- **Exercise requirements**
Could you write out every record below exactly, leaving the pictures out?

§

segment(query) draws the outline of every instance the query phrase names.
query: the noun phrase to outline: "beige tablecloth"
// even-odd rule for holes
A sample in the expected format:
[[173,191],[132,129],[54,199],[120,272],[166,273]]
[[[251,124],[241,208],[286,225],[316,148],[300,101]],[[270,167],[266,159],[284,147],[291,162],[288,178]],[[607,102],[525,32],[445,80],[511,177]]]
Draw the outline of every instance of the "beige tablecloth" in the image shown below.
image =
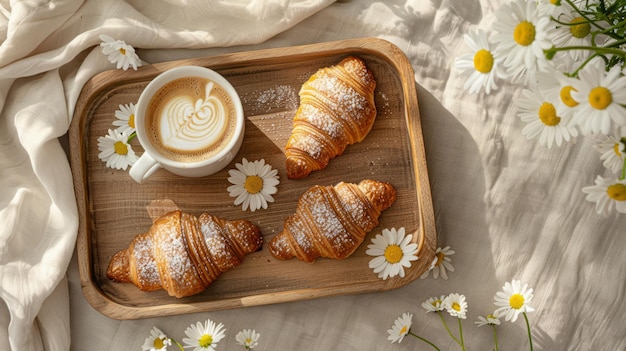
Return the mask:
[[[456,292],[469,302],[468,349],[490,350],[491,330],[473,322],[513,279],[534,288],[535,350],[626,349],[626,215],[597,215],[581,192],[603,170],[597,152],[583,138],[550,150],[528,141],[512,103],[522,86],[469,94],[454,68],[468,52],[463,35],[487,30],[503,2],[0,1],[0,349],[140,350],[153,326],[181,340],[207,318],[227,329],[217,350],[243,349],[235,334],[244,328],[261,334],[259,350],[428,349],[411,337],[387,340],[395,318],[410,312],[414,333],[457,350],[420,306]],[[455,271],[384,293],[103,316],[81,292],[78,215],[59,142],[83,84],[114,68],[99,34],[134,46],[144,63],[346,38],[394,43],[415,70],[438,244],[456,251]],[[527,349],[523,319],[502,322],[500,349]]]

§

- **Result for this task**
segment(query) draws the outline of every instance the query phrase names.
query: the noun phrase to outline: "beige tablecloth"
// even-odd rule for holes
A sample in the expected format:
[[173,191],[132,129],[54,199],[120,272],[166,273]]
[[[251,124],[241,208],[286,225],[316,148],[300,101]],[[270,167],[266,159],[284,147],[291,162],[288,178]],[[607,102],[525,32],[445,80],[511,177]]]
Draw the outline of every instance of the "beige tablecloth" in the image shown below.
image =
Return the mask:
[[[456,292],[469,302],[468,349],[490,350],[491,330],[473,322],[513,279],[534,288],[535,350],[626,349],[626,215],[597,215],[581,192],[603,170],[597,152],[583,138],[550,150],[528,141],[512,103],[522,86],[469,94],[454,68],[468,52],[463,35],[487,30],[503,2],[0,1],[0,349],[140,350],[153,326],[181,340],[207,318],[227,329],[217,350],[243,349],[235,334],[244,328],[261,334],[259,350],[428,349],[411,337],[387,340],[395,318],[410,312],[414,333],[457,350],[420,306]],[[455,271],[384,293],[103,316],[81,292],[78,215],[59,142],[83,84],[114,68],[99,34],[134,46],[144,63],[346,38],[394,43],[415,70],[438,244],[456,251]],[[527,349],[523,319],[502,322],[500,349]]]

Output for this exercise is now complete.